▶ _Task to complete_
Restate word for word the span of lines that opens with the line containing "Quickstart: pass a" and closes with the last line of the material. Include both ends and nothing more.
--- START ---
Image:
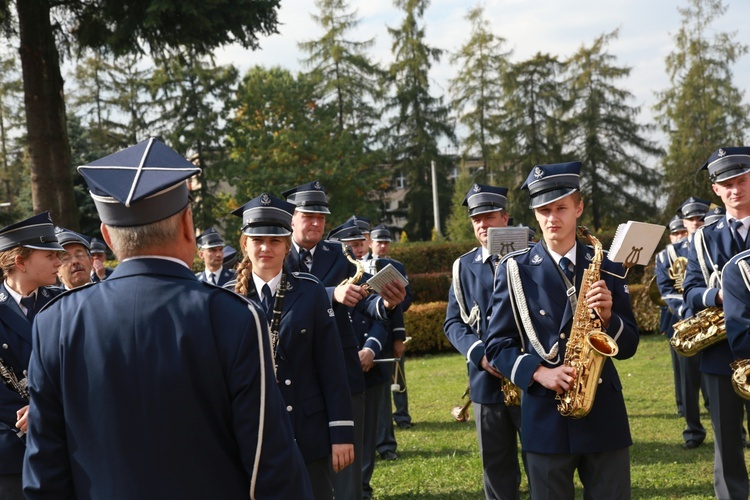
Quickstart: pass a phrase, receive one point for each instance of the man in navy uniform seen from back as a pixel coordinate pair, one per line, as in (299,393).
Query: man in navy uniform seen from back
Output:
(152,384)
--- END ---
▶ _Written answer_
Quickstart: pass a phrase, receive one point for each instance of the man in navy uniform seen from back as a pixel coordinate pair, one per line, as in (299,393).
Query: man in navy uniform seen from back
Output:
(152,384)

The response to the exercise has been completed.